-------- Quoted passage

The Folly Of Fake Families


From the relatively tender age of eight or nine I began to throw myself enthusiastically into the exciting biosphere of Fake Families, inventing a variety of unlikely maternal replacements for my own mother who continued to fall far short of my youthful expectations, and a diverse range of phony siblings. Thus many happy hours were spent making notes of names and ages and details of the varied and very pleasing homes in which we lived. At times I simply moved us from 28 York Road to a six room eighteenth century weatherboard cottage on the outskirts of Gravesend such as the pleasant, rural communities of Shorne or Cliffe, first taking care to install a totally modern bathroom at great cost on the first floor landing. On other occasions we settled happily into a late nineteenth century house in Darnley Road with Art Nouveau stained glass in the ground floor windows and black and white tiling in the entrance hall. For a brief month or two, recalling a trip to Upnor on the pillion of my father’s motor bike, a newly created family took up residence in an ancient cottage in the High Street and enjoyed the envious gaze of Sunday afternoon visitors on coach outings to Places of Interest.

I usually gave myself a new and more acceptably middle class name like Penelope – but was affectionately known as Penny to my friends. Penny’s particular mother for some months was Julia, a famous pianist. Her stepfather Nick gambled, a habit that was tolerated by Julia with good humour because she earned so much money on her overseas tours that it didn’t really matter. There was also a younger brother called Sebastian who played the violin and was something of a prodigy causing Penny a lot of resentment which I happily discussed at school at some length at morning playtime. This Faux Family was loosely based on the characters in a Noel Streatfield book and soon bored my classmates at St Botolph’s because even the keen readers found Enid Blyton more to their taste.

When I tired of Penelope I became Stephanie (known as Stevie) living with a film actress mother, Fiona and an ubiquitous stepfather who hovered in the background, who went by the name of Cameron and was largely absent. He drove a white sports car, was a lawyer and spent most of his time in London but often flew to New York for reasons that I could not adequately explain except that the idea appealed to me.

When Stevie failed to deliver suitable stimulus I became the even more exotic Carlotta, secret daughter of King Juan Carlos of Spain, conceived with a maidservant. By this time I was a little older and becoming more familiar with irregular conceptions as one by one my older cousins began to encounter obstacles in life which my mother described as Getting Into Trouble if she sympathized with them or Taking Trouble Home to her Poor Mother if she did not. In Carlotta’s case, quite unlike the suiters of my unfortunate relatives, the generous Juan Carlos purchased a dog breeding business for his illegitimate daughter. It was situated at High Halstow and the breeds ranged from tiny toy terriers to giant wolfhounds. Carlotta lived there in a thatched cottage with two Spanish serving maids who helped with the daily exercise on the sheep levels. Every few months Juan Carlos visited and took Carlotta to afternoon tea in the village of Cobham, greatly impressing the villagers who somehow or other all realized at once that he had an aristocratic background.

----------------
-------- Dataset content

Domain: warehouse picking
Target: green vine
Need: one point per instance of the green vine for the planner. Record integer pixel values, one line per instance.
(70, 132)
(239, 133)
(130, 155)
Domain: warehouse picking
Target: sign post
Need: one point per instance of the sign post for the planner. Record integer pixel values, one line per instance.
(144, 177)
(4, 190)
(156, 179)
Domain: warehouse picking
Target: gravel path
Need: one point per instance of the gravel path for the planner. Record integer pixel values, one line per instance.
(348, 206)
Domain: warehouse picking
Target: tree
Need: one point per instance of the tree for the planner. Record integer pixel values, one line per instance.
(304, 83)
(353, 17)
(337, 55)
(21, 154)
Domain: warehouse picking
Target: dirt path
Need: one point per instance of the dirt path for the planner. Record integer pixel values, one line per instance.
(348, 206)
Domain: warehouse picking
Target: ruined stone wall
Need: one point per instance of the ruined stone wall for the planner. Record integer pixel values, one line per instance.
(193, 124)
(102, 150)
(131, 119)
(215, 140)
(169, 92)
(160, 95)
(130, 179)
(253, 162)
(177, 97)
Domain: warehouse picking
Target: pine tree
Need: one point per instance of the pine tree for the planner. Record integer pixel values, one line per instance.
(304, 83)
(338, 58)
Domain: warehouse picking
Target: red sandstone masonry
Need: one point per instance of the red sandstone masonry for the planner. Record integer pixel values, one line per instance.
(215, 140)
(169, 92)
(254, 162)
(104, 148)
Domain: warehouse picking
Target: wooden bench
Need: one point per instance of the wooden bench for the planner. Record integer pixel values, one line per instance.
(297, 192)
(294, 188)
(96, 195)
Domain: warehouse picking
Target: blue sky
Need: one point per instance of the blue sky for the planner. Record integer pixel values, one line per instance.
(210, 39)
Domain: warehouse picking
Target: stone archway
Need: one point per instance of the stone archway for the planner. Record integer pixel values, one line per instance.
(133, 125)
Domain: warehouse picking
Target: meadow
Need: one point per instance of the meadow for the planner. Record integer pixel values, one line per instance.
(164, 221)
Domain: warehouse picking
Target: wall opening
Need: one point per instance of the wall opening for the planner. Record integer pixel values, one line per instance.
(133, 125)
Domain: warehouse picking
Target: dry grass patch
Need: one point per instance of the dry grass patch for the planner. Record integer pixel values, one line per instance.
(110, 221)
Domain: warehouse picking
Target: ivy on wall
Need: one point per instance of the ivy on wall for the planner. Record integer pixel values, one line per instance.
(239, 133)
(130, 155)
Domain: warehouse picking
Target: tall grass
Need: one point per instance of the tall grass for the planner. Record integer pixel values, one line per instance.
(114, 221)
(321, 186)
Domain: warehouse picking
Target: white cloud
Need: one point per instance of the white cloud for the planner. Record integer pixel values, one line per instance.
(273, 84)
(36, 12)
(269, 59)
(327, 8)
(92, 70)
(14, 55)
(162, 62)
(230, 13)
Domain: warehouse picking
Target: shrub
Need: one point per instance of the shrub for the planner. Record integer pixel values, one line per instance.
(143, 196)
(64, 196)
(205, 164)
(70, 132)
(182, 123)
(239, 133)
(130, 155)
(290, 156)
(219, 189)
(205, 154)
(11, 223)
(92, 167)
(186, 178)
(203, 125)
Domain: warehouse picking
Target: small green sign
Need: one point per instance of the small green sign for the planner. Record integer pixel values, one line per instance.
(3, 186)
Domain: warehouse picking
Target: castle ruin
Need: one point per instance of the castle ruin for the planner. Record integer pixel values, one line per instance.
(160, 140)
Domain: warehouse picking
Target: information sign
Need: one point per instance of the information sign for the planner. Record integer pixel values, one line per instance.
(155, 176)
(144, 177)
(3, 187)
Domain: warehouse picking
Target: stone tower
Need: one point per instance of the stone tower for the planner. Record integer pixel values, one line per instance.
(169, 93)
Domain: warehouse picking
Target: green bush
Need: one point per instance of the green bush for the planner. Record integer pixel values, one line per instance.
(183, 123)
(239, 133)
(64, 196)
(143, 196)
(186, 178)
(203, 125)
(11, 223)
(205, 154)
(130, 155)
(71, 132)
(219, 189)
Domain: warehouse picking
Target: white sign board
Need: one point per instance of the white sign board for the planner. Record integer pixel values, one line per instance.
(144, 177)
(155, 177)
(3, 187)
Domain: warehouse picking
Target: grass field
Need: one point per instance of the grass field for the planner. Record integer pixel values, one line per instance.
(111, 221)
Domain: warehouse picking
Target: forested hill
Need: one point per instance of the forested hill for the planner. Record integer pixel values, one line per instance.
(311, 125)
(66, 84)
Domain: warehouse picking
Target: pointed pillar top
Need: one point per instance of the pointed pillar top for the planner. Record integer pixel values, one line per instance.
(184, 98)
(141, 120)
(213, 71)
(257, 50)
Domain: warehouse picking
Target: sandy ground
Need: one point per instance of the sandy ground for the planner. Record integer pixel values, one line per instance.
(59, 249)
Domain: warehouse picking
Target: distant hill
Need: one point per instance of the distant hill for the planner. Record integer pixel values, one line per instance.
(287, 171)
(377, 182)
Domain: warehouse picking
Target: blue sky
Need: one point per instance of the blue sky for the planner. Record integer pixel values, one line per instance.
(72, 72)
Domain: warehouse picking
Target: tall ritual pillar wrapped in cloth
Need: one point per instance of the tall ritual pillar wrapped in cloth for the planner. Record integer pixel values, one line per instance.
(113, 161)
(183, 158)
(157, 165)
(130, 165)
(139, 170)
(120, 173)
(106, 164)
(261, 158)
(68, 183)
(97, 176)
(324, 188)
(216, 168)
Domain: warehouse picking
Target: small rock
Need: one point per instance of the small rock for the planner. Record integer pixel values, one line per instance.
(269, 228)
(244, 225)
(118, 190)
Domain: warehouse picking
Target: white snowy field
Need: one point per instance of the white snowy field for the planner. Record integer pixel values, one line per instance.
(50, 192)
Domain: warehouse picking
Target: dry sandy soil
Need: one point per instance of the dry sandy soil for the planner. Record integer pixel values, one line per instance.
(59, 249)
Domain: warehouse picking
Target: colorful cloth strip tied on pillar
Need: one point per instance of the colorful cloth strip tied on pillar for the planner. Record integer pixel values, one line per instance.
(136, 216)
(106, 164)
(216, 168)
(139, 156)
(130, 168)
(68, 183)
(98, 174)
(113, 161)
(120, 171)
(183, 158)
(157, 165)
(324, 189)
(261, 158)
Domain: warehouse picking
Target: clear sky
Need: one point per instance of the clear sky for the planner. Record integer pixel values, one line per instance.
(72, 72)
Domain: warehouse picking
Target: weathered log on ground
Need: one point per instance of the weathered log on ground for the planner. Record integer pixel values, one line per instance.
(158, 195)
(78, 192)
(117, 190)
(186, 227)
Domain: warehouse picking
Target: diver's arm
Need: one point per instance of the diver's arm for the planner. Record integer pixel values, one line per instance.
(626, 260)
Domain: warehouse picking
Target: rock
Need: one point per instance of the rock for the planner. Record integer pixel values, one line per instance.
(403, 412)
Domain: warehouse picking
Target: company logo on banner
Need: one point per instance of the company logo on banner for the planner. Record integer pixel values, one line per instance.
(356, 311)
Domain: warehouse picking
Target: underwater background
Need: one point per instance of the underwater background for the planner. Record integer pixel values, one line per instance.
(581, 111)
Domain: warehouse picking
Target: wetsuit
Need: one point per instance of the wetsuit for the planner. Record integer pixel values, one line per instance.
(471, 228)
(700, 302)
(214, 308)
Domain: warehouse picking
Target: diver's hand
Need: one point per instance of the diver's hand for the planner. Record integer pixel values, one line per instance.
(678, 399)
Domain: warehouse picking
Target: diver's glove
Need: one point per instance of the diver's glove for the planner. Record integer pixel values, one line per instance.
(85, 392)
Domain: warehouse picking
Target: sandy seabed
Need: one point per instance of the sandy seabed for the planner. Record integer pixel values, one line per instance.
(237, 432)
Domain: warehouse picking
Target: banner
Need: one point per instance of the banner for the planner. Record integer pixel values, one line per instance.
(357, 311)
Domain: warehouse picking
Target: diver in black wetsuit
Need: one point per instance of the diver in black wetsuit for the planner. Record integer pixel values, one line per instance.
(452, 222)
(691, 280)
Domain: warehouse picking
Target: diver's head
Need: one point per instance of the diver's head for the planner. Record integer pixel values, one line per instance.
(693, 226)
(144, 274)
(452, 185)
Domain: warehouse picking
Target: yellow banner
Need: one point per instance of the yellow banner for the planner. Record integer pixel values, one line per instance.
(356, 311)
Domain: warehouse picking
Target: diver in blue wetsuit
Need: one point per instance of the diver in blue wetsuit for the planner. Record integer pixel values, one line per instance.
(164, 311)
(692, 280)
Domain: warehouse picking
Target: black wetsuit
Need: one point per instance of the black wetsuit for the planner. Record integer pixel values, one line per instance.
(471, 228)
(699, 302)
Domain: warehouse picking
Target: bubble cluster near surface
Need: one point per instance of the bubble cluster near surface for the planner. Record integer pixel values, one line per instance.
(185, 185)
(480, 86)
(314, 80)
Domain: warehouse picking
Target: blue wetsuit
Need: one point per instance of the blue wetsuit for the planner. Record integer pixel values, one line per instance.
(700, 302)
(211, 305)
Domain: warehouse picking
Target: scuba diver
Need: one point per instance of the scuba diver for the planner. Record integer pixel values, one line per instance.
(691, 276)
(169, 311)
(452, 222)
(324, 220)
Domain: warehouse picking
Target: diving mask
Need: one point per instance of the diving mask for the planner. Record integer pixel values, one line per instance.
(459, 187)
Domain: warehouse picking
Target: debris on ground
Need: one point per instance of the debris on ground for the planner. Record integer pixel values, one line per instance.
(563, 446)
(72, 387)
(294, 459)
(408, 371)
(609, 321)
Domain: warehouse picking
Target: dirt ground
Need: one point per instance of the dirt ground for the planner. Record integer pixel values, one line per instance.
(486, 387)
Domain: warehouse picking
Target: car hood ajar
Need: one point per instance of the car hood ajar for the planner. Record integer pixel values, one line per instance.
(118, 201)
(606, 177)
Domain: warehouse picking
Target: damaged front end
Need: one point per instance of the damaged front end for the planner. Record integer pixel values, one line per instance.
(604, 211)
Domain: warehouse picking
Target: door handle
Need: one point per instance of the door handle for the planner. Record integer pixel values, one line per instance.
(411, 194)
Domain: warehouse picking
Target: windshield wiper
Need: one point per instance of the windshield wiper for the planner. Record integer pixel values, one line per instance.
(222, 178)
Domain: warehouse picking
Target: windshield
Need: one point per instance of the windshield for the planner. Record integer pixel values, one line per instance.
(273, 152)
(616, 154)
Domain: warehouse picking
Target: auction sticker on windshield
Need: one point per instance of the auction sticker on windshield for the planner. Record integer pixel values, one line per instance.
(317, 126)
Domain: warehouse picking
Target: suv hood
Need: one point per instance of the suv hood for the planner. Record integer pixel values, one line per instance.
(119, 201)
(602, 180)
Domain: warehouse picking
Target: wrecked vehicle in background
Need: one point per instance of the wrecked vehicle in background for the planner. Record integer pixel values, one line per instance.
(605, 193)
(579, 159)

----------------

■ Set problem 1: Set down word for word the part of the essay about fake families between "I usually gave" and "to their taste.", inclusive.
■ Set problem 2: In the essay about fake families, what business does Juan Carlos buy for Carlotta?
■ Set problem 3: Write what comes next in the essay about fake families, beginning after its final sentence.
The rows have no role in this exercise.

■ Exercise output 1:
I usually gave myself a new and more acceptably middle class name like Penelope – but was affectionately known as Penny to my friends. Penny’s particular mother for some months was Julia, a famous pianist. Her stepfather Nick gambled, a habit that was tolerated by Julia with good humour because she earned so much money on her overseas tours that it didn’t really matter. There was also a younger brother called Sebastian who played the violin and was something of a prodigy causing Penny a lot of resentment which I happily discussed at school at some length at morning playtime. This Faux Family was loosely based on the characters in a Noel Streatfield book and soon bored my classmates at St Botolph’s because even the keen readers found Enid Blyton more to their taste.

■ Exercise output 2: A dog breeding business at High Halstow.

■ Exercise output 3:
By the time I had spent two years at Northfleet Secondary School for Girls and was about to go on to Wombwell Hall, I was living quite a number of fictional lives and in order not to become confused with regard to the various events taking place within them, I was forced to keep ever more extensive and meticulous notes on the detail of each. I was beginning to realise that being a committed fantasist was not straightforward and took more time and energy than most girls of my age would have been prepared to give to such a project. Homework became an irritating interruption and was frequently left uncompleted. On the other hand, whilst others were rebelling about early bedtimes I was more than happy to have early nights, particularly in winter, in order to give enough time to what I called Thinks, which was more accurately the hours of invention and planning concerning the progress through life of my many alter-egos.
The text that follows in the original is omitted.